### TEXTO SELECIONADO

No que diz respeito ao perigo de dano ou o risco ao resultado útil do processo encontra-se aparente, vez que a suposta burla de princípios da Administração Pública afeta o patrimônio público tanto na esfera moral quanto patrimonial, o que evidencia a mácula a interesses difusos e coletivos.
Além disso, tendo o certame sido homologado pelo Município, embora tenha recebido recomendação do Ministério Público para sua anulação (Notificação Recomendatória n. 04/2019 PJNSJ – Id. 19771247), evidencia a possibilidade de nomeação de candidatos aprovados ilegalmente, o que afrontaria os já citados postulados constitucionais e causaria prejuízo ao erário com eventuais remunerações.

######
### MATERIAL APRESENTADO

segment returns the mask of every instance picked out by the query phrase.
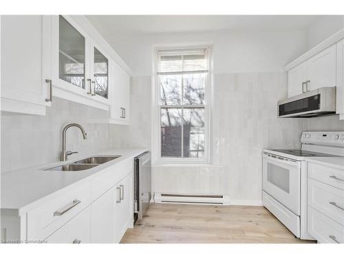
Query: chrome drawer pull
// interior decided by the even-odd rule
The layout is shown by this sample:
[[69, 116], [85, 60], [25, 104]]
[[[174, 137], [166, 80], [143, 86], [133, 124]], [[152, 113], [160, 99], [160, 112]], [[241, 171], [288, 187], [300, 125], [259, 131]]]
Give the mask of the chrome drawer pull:
[[92, 80], [92, 83], [93, 84], [93, 92], [91, 90], [91, 96], [96, 96], [96, 80]]
[[[120, 202], [120, 188], [119, 187], [116, 187], [116, 191], [117, 191], [117, 200], [116, 201], [116, 204], [119, 204]], [[118, 190], [120, 191], [120, 193], [118, 194]]]
[[339, 181], [341, 181], [341, 182], [344, 182], [344, 180], [341, 179], [341, 178], [338, 178], [336, 175], [330, 175], [330, 178], [335, 179], [336, 180], [339, 180]]
[[125, 186], [122, 184], [120, 184], [120, 200], [125, 200]]
[[74, 200], [73, 201], [73, 203], [70, 204], [69, 206], [67, 206], [66, 208], [65, 208], [63, 211], [56, 211], [54, 213], [54, 216], [61, 216], [67, 213], [68, 211], [69, 211], [71, 208], [73, 207], [75, 207], [76, 205], [80, 204], [81, 201], [80, 200]]
[[334, 202], [330, 202], [329, 204], [333, 205], [334, 207], [337, 207], [337, 208], [340, 208], [341, 210], [344, 211], [344, 208], [341, 207], [340, 206], [337, 205], [337, 204], [335, 203]]
[[338, 243], [338, 244], [341, 244], [339, 243], [339, 241], [336, 239], [336, 237], [334, 237], [334, 235], [329, 235], [328, 236], [331, 239], [332, 239], [333, 241], [334, 241], [336, 243]]
[[87, 79], [87, 81], [89, 82], [89, 92], [87, 92], [88, 95], [92, 95], [92, 81], [91, 79]]
[[73, 244], [80, 244], [81, 243], [81, 240], [77, 239], [76, 238], [73, 240]]
[[50, 79], [45, 79], [45, 83], [49, 83], [49, 98], [45, 98], [45, 102], [52, 101], [52, 81]]

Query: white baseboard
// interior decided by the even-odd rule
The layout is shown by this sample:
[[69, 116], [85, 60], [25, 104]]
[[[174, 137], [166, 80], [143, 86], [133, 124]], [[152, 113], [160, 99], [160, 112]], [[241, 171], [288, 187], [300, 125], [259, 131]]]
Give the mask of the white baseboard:
[[155, 203], [178, 203], [187, 204], [206, 204], [206, 205], [229, 205], [229, 195], [195, 195], [188, 194], [164, 194], [155, 193], [154, 194]]
[[261, 200], [231, 200], [229, 205], [263, 206]]

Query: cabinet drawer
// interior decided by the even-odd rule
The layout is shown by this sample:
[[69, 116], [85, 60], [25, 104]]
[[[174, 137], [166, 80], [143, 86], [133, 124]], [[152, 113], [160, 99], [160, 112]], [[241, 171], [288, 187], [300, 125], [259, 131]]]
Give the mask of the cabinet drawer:
[[91, 208], [89, 206], [45, 239], [49, 244], [91, 242]]
[[308, 177], [344, 190], [344, 170], [308, 162]]
[[123, 161], [114, 168], [108, 168], [103, 175], [96, 178], [91, 184], [92, 201], [97, 199], [133, 171], [133, 160]]
[[344, 226], [308, 206], [308, 233], [319, 243], [344, 243]]
[[308, 178], [308, 205], [344, 225], [344, 191]]
[[28, 239], [45, 239], [90, 202], [90, 185], [85, 183], [29, 211]]

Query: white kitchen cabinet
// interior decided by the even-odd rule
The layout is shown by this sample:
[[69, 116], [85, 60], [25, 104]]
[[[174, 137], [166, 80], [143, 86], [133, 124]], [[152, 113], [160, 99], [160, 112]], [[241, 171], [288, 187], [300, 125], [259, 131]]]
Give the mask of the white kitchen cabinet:
[[336, 44], [336, 114], [344, 119], [344, 40]]
[[133, 224], [133, 174], [116, 186], [115, 238], [119, 242], [127, 228]]
[[307, 91], [336, 86], [336, 44], [311, 57], [307, 65]]
[[109, 75], [112, 72], [109, 66], [110, 56], [94, 41], [90, 40], [90, 65], [89, 86], [93, 98], [109, 105]]
[[288, 96], [323, 87], [335, 87], [336, 44], [331, 45], [288, 72]]
[[51, 21], [53, 96], [109, 110], [107, 98], [96, 94], [91, 35], [70, 16], [51, 16]]
[[91, 205], [91, 241], [107, 244], [114, 241], [115, 188], [101, 195]]
[[308, 230], [319, 243], [344, 243], [344, 169], [308, 162]]
[[307, 81], [307, 62], [302, 63], [288, 72], [288, 96], [302, 94]]
[[1, 111], [45, 115], [51, 105], [50, 18], [1, 16]]
[[91, 243], [91, 208], [86, 208], [49, 236], [48, 244]]
[[130, 120], [130, 76], [117, 65], [114, 65], [114, 70], [110, 116], [126, 124]]

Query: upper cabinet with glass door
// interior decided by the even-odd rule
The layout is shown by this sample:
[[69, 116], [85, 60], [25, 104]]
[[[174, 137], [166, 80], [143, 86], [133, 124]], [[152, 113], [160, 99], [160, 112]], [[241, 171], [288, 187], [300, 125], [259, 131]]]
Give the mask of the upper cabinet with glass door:
[[91, 46], [91, 94], [98, 100], [109, 99], [109, 56], [96, 44]]
[[53, 96], [109, 110], [107, 58], [69, 16], [52, 17]]

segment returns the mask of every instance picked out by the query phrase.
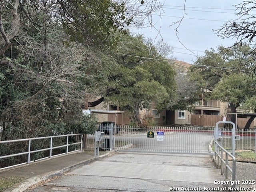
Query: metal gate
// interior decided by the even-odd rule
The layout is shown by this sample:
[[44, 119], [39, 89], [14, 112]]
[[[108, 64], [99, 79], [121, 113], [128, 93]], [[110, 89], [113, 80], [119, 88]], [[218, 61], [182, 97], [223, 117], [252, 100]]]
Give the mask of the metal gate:
[[114, 136], [117, 151], [213, 154], [214, 127], [119, 127]]

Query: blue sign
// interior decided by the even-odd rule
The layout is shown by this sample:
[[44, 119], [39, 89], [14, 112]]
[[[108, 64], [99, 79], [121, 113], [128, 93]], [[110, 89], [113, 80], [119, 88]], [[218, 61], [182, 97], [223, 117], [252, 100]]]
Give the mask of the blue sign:
[[164, 141], [164, 131], [158, 131], [156, 134], [157, 141]]

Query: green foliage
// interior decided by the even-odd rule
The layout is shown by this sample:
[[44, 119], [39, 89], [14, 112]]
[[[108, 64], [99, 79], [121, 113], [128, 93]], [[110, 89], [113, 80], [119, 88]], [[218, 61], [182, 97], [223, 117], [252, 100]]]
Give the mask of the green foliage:
[[95, 115], [82, 115], [79, 118], [71, 122], [70, 130], [82, 134], [94, 134], [96, 129], [98, 121]]
[[118, 65], [109, 78], [114, 91], [105, 99], [130, 111], [132, 120], [140, 123], [140, 109], [148, 108], [153, 102], [162, 109], [175, 95], [175, 72], [167, 62], [146, 59], [159, 57], [154, 47], [146, 44], [142, 36], [124, 38], [118, 51]]
[[212, 97], [239, 106], [249, 93], [248, 77], [243, 73], [224, 75], [212, 93]]
[[217, 51], [206, 50], [204, 56], [198, 58], [189, 72], [197, 82], [198, 89], [204, 91], [204, 99], [229, 102], [235, 110], [246, 96], [251, 95], [250, 69], [253, 60], [250, 52], [250, 47], [246, 44], [232, 48], [220, 46]]

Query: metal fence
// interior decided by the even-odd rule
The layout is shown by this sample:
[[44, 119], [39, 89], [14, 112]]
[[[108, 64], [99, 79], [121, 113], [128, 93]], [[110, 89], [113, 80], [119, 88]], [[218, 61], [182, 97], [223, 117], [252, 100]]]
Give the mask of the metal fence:
[[[234, 182], [236, 180], [236, 157], [222, 147], [218, 142], [215, 141], [215, 144], [216, 148], [214, 150], [214, 159], [217, 161], [217, 168], [220, 169], [220, 174], [224, 174], [226, 179], [230, 178], [229, 175], [230, 175], [232, 181]], [[223, 155], [224, 153], [225, 153], [225, 156]], [[228, 164], [229, 158], [232, 161], [232, 165]], [[231, 174], [228, 174], [229, 172]], [[233, 185], [232, 187], [235, 187], [235, 186]]]
[[[220, 145], [228, 151], [232, 151], [232, 130], [220, 131]], [[256, 162], [256, 130], [236, 131], [235, 136], [235, 154], [236, 160]]]
[[[213, 154], [209, 150], [214, 128], [118, 126], [113, 135], [116, 150], [165, 153]], [[86, 150], [94, 148], [93, 135], [87, 135]], [[104, 135], [100, 149], [107, 150], [110, 136]]]
[[[116, 129], [118, 133], [113, 135], [113, 148], [116, 150], [203, 154], [213, 153], [210, 145], [214, 138], [214, 128], [122, 126], [118, 126]], [[150, 131], [154, 133], [154, 137], [148, 137], [148, 133]], [[162, 135], [163, 132], [163, 135]], [[231, 153], [232, 130], [221, 129], [220, 133], [221, 135], [219, 138], [220, 139], [218, 142]], [[236, 135], [235, 154], [236, 160], [256, 162], [256, 130], [237, 131]], [[93, 151], [94, 135], [88, 135], [85, 139], [84, 149]], [[104, 135], [100, 150], [109, 149], [109, 135]], [[214, 149], [213, 144], [212, 150]]]
[[82, 150], [82, 139], [76, 134], [1, 141], [0, 170]]

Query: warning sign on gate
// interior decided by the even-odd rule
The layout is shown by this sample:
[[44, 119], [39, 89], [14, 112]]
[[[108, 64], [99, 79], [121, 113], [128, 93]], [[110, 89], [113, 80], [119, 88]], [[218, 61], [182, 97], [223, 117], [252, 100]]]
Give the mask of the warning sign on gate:
[[158, 131], [157, 135], [157, 141], [164, 141], [164, 131]]
[[148, 138], [154, 138], [154, 132], [152, 131], [148, 131]]

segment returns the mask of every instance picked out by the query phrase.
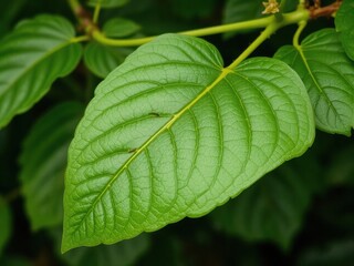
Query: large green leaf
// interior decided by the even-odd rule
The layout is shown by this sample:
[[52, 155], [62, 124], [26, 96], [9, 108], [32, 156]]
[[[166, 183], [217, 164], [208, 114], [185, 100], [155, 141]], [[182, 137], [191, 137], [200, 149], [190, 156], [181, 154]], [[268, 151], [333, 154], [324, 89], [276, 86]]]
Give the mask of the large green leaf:
[[82, 114], [80, 103], [56, 105], [34, 124], [24, 141], [20, 180], [33, 229], [62, 224], [67, 146]]
[[0, 42], [0, 127], [39, 101], [81, 58], [72, 24], [55, 16], [27, 20]]
[[354, 126], [354, 63], [334, 29], [305, 38], [301, 45], [282, 47], [274, 55], [292, 66], [304, 82], [319, 129], [351, 135]]
[[319, 167], [309, 158], [280, 166], [214, 211], [215, 227], [249, 242], [271, 241], [288, 249], [317, 188]]
[[94, 74], [106, 78], [112, 70], [123, 63], [129, 52], [127, 49], [90, 42], [84, 50], [84, 62]]
[[299, 76], [274, 59], [223, 69], [192, 37], [147, 43], [96, 89], [69, 151], [65, 252], [207, 214], [311, 145]]
[[129, 0], [88, 0], [90, 6], [101, 4], [102, 8], [118, 8], [126, 4]]
[[149, 238], [139, 235], [134, 239], [121, 242], [110, 246], [97, 246], [94, 248], [80, 247], [65, 255], [63, 259], [72, 266], [128, 266], [147, 250]]
[[2, 249], [12, 232], [11, 213], [9, 205], [0, 197], [0, 257]]
[[335, 16], [335, 29], [346, 54], [354, 60], [354, 0], [345, 0]]

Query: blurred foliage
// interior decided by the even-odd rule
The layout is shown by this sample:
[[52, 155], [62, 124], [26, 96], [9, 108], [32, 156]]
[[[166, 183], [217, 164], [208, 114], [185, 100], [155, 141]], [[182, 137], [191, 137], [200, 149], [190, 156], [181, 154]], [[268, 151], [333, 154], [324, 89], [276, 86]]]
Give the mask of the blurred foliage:
[[[142, 35], [149, 35], [250, 18], [249, 13], [231, 18], [233, 12], [231, 4], [238, 2], [236, 0], [131, 0], [126, 2], [124, 7], [103, 10], [100, 21], [125, 18], [140, 25]], [[251, 2], [249, 1], [248, 4]], [[250, 9], [247, 10], [251, 13]], [[2, 1], [0, 37], [7, 34], [20, 20], [39, 13], [56, 13], [74, 22], [65, 1]], [[330, 19], [317, 20], [310, 24], [306, 31], [332, 23]], [[256, 52], [256, 55], [272, 57], [277, 48], [289, 44], [293, 33], [290, 27], [278, 32]], [[228, 62], [239, 54], [257, 34], [258, 32], [238, 34], [228, 40], [216, 35], [208, 37], [207, 40], [219, 48]], [[100, 49], [110, 54], [115, 53], [105, 48]], [[90, 68], [87, 53], [86, 51], [85, 63]], [[127, 52], [124, 54], [126, 55]], [[121, 62], [121, 60], [117, 57], [117, 61]], [[96, 74], [104, 76], [107, 72], [108, 70]], [[52, 225], [49, 223], [35, 232], [31, 229], [33, 223], [31, 217], [34, 214], [25, 207], [30, 195], [24, 193], [28, 190], [22, 191], [20, 173], [23, 168], [19, 160], [21, 156], [22, 161], [35, 160], [37, 154], [27, 151], [29, 141], [25, 140], [30, 132], [35, 131], [38, 123], [48, 120], [48, 115], [53, 112], [53, 106], [67, 100], [86, 104], [98, 82], [100, 79], [91, 73], [84, 63], [81, 63], [71, 76], [56, 81], [50, 93], [31, 111], [17, 116], [9, 126], [0, 131], [0, 265], [346, 266], [353, 264], [353, 137], [322, 132], [317, 132], [316, 140], [305, 156], [269, 173], [253, 187], [242, 192], [239, 197], [230, 200], [225, 206], [205, 217], [184, 219], [149, 234], [149, 237], [143, 235], [117, 245], [82, 248], [65, 256], [61, 255], [60, 229], [58, 229], [60, 221], [55, 221]], [[58, 123], [61, 124], [61, 122]], [[72, 123], [75, 123], [74, 117]], [[52, 126], [55, 127], [55, 123]], [[72, 132], [69, 130], [67, 134], [70, 133]], [[41, 139], [38, 142], [40, 145]], [[64, 140], [62, 144], [67, 145]], [[49, 157], [43, 162], [50, 160]], [[65, 156], [58, 156], [55, 160], [58, 160], [56, 166], [64, 167]], [[41, 167], [48, 171], [45, 165]], [[53, 168], [58, 171], [55, 167]], [[63, 174], [49, 178], [51, 177], [63, 178]], [[55, 184], [58, 187], [51, 187], [51, 190], [62, 191], [62, 183]], [[25, 187], [24, 184], [23, 187]], [[31, 193], [33, 196], [37, 193], [40, 196], [45, 188], [48, 187], [40, 186]], [[52, 193], [52, 196], [61, 197], [62, 195]], [[60, 208], [60, 206], [56, 207]], [[12, 224], [9, 221], [12, 221]], [[11, 227], [15, 229], [11, 231]]]

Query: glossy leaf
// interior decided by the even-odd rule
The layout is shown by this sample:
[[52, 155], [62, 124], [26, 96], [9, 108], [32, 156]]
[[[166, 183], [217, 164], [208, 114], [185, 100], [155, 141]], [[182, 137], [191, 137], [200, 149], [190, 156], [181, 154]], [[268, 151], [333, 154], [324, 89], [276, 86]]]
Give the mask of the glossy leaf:
[[101, 4], [102, 8], [118, 8], [125, 6], [129, 0], [88, 0], [90, 6]]
[[354, 0], [345, 0], [335, 16], [335, 29], [346, 54], [354, 60]]
[[316, 191], [319, 172], [313, 161], [292, 161], [267, 174], [211, 213], [215, 227], [248, 242], [270, 241], [288, 249]]
[[80, 103], [60, 104], [34, 124], [24, 141], [20, 180], [32, 229], [62, 224], [67, 146], [82, 114]]
[[114, 18], [103, 25], [103, 32], [110, 38], [128, 37], [140, 30], [140, 25], [133, 20]]
[[129, 266], [135, 265], [148, 246], [147, 235], [140, 235], [115, 245], [80, 247], [63, 255], [63, 258], [67, 265], [72, 266]]
[[62, 249], [205, 215], [313, 136], [309, 96], [287, 64], [261, 58], [223, 69], [211, 44], [159, 37], [100, 84], [76, 129]]
[[81, 58], [74, 29], [61, 17], [27, 20], [0, 42], [0, 127], [39, 101]]
[[274, 55], [292, 66], [304, 82], [316, 126], [351, 135], [354, 126], [354, 63], [333, 29], [305, 38], [298, 48], [282, 47]]
[[127, 49], [90, 42], [84, 50], [84, 62], [94, 74], [106, 78], [112, 70], [123, 63], [129, 52], [131, 50]]
[[0, 197], [0, 257], [11, 237], [12, 221], [9, 205]]

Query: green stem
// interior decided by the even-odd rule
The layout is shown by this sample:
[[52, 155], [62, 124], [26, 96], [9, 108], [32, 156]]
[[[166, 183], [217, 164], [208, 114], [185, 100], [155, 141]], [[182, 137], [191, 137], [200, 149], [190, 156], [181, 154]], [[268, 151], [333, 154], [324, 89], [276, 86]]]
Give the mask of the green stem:
[[301, 32], [303, 31], [303, 29], [306, 27], [306, 24], [308, 24], [308, 21], [305, 21], [305, 20], [300, 21], [300, 22], [299, 22], [299, 28], [298, 28], [298, 30], [296, 30], [293, 39], [292, 39], [292, 44], [293, 44], [298, 50], [299, 50], [299, 48], [300, 48], [300, 44], [299, 44], [300, 34], [301, 34]]
[[277, 23], [269, 24], [262, 33], [229, 65], [227, 69], [235, 69], [247, 59], [260, 44], [278, 30]]
[[[190, 31], [181, 31], [178, 32], [179, 34], [185, 35], [194, 35], [194, 37], [202, 37], [202, 35], [211, 35], [211, 34], [218, 34], [222, 32], [230, 32], [230, 31], [240, 31], [240, 30], [250, 30], [250, 29], [259, 29], [267, 27], [271, 21], [273, 20], [272, 17], [256, 19], [256, 20], [249, 20], [243, 22], [236, 22], [230, 24], [223, 24], [223, 25], [215, 25], [198, 30], [190, 30]], [[94, 30], [92, 32], [93, 39], [95, 39], [97, 42], [101, 42], [106, 45], [113, 45], [113, 47], [137, 47], [142, 45], [146, 42], [152, 41], [156, 37], [146, 37], [146, 38], [139, 38], [139, 39], [110, 39], [105, 37], [98, 29]]]
[[70, 41], [75, 43], [75, 42], [83, 42], [83, 41], [88, 41], [90, 37], [88, 35], [80, 35], [80, 37], [74, 37]]
[[73, 13], [77, 16], [77, 11], [81, 9], [79, 0], [67, 0], [67, 2]]
[[[303, 9], [302, 7], [300, 7], [294, 12], [284, 13], [281, 17], [281, 19], [278, 19], [278, 20], [274, 20], [274, 16], [270, 16], [267, 18], [261, 18], [261, 19], [256, 19], [256, 20], [209, 27], [209, 28], [204, 28], [204, 29], [198, 29], [198, 30], [183, 31], [183, 32], [178, 32], [178, 33], [185, 34], [185, 35], [204, 37], [204, 35], [211, 35], [211, 34], [218, 34], [218, 33], [230, 32], [230, 31], [260, 29], [260, 28], [266, 28], [266, 27], [268, 28], [272, 23], [273, 23], [273, 25], [270, 28], [273, 29], [273, 32], [274, 32], [279, 28], [282, 28], [284, 25], [298, 23], [299, 21], [302, 21], [302, 20], [308, 20], [309, 17], [310, 17], [309, 11]], [[269, 32], [267, 34], [272, 34], [273, 32]], [[104, 33], [100, 31], [100, 29], [95, 29], [92, 31], [92, 38], [94, 40], [96, 40], [97, 42], [105, 44], [105, 45], [138, 47], [138, 45], [142, 45], [144, 43], [152, 41], [156, 37], [146, 37], [146, 38], [138, 38], [138, 39], [111, 39], [111, 38], [105, 37]], [[253, 48], [251, 47], [250, 51]]]
[[[293, 24], [299, 22], [299, 24], [306, 24], [310, 13], [304, 10], [298, 10], [292, 13], [283, 16], [282, 21], [278, 21], [273, 17], [273, 21], [262, 31], [262, 33], [228, 66], [228, 69], [235, 69], [244, 59], [247, 59], [260, 44], [262, 44], [271, 34], [273, 34], [278, 29], [285, 27], [288, 24]], [[299, 33], [300, 34], [300, 33]]]
[[101, 11], [101, 1], [97, 1], [95, 11], [93, 13], [93, 19], [92, 19], [93, 23], [95, 24], [98, 22], [100, 11]]

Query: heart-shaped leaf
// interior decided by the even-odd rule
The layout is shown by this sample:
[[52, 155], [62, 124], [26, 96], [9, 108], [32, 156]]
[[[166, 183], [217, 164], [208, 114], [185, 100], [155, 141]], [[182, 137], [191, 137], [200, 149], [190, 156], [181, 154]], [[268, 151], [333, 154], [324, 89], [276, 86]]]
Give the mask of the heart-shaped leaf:
[[39, 16], [20, 22], [0, 42], [0, 127], [30, 109], [81, 58], [81, 44], [64, 18]]
[[98, 85], [76, 129], [62, 250], [205, 215], [313, 137], [308, 93], [283, 62], [229, 69], [200, 39], [157, 38]]
[[346, 54], [354, 60], [354, 0], [345, 0], [335, 16], [335, 29]]
[[32, 229], [62, 224], [67, 147], [82, 114], [80, 103], [56, 105], [34, 124], [24, 141], [20, 180]]
[[354, 126], [354, 63], [334, 29], [306, 37], [299, 47], [282, 47], [274, 55], [292, 66], [304, 82], [316, 126], [351, 135]]

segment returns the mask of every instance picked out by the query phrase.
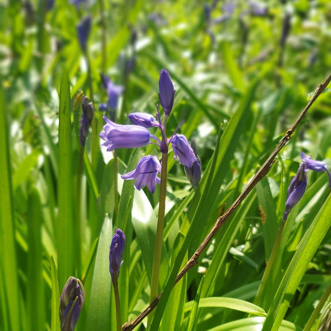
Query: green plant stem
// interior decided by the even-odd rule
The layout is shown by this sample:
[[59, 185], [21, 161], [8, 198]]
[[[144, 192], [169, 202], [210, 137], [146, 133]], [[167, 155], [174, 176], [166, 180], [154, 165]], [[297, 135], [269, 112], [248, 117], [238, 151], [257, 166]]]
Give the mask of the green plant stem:
[[122, 322], [121, 319], [121, 306], [119, 303], [119, 293], [118, 292], [118, 282], [117, 274], [114, 273], [113, 275], [113, 285], [114, 287], [114, 295], [115, 296], [115, 305], [116, 307], [116, 329], [121, 331]]
[[[151, 284], [151, 293], [149, 297], [150, 304], [154, 301], [158, 295], [159, 286], [159, 276], [160, 271], [161, 261], [161, 253], [163, 241], [163, 229], [164, 227], [165, 211], [166, 208], [166, 193], [167, 166], [168, 162], [167, 153], [162, 154], [161, 168], [161, 183], [160, 186], [160, 199], [159, 203], [159, 214], [158, 216], [158, 226], [155, 236], [155, 245], [153, 258], [153, 267], [152, 271], [152, 281]], [[147, 329], [150, 324], [153, 314], [150, 314], [147, 320]]]
[[81, 274], [81, 234], [80, 226], [80, 203], [81, 198], [81, 178], [83, 171], [83, 163], [84, 161], [84, 153], [85, 147], [80, 147], [79, 158], [78, 159], [78, 167], [77, 170], [77, 187], [76, 192], [76, 224], [75, 225], [75, 237], [76, 249], [75, 250], [76, 260], [77, 263], [77, 274], [80, 276]]
[[317, 306], [314, 309], [312, 313], [310, 315], [310, 317], [305, 326], [303, 331], [309, 331], [310, 330], [312, 329], [312, 326], [315, 321], [320, 313], [321, 309], [330, 294], [331, 294], [331, 285], [328, 287], [323, 296], [318, 302], [318, 303], [317, 304]]
[[272, 264], [273, 263], [274, 260], [275, 259], [275, 257], [276, 256], [277, 251], [278, 249], [278, 246], [279, 246], [279, 243], [280, 242], [280, 238], [282, 236], [282, 233], [283, 233], [283, 230], [284, 230], [284, 226], [285, 225], [285, 221], [283, 220], [282, 223], [280, 225], [280, 227], [278, 231], [278, 233], [277, 234], [277, 236], [276, 237], [276, 240], [275, 241], [275, 243], [273, 245], [273, 247], [272, 248], [272, 250], [271, 251], [271, 254], [270, 255], [270, 258], [269, 261], [267, 264], [266, 267], [265, 268], [265, 270], [263, 274], [262, 277], [262, 280], [261, 281], [261, 284], [259, 287], [259, 289], [258, 290], [258, 293], [257, 293], [256, 296], [255, 297], [255, 300], [254, 300], [254, 303], [258, 305], [257, 303], [259, 303], [261, 299], [261, 296], [263, 293], [264, 291], [264, 288], [265, 286], [265, 283], [267, 279], [271, 270], [272, 266]]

######

→ **EXERCÍCIO PROPOSTO**:
Segundo o texto selecionado, qual é o número da notificação com que o Ministério Público recomendou a anulação do certame?

→ **RESPOSTA DO EXERCÍCIO**:
Notificação Recomendatória n. 04/2019 PJNSJ.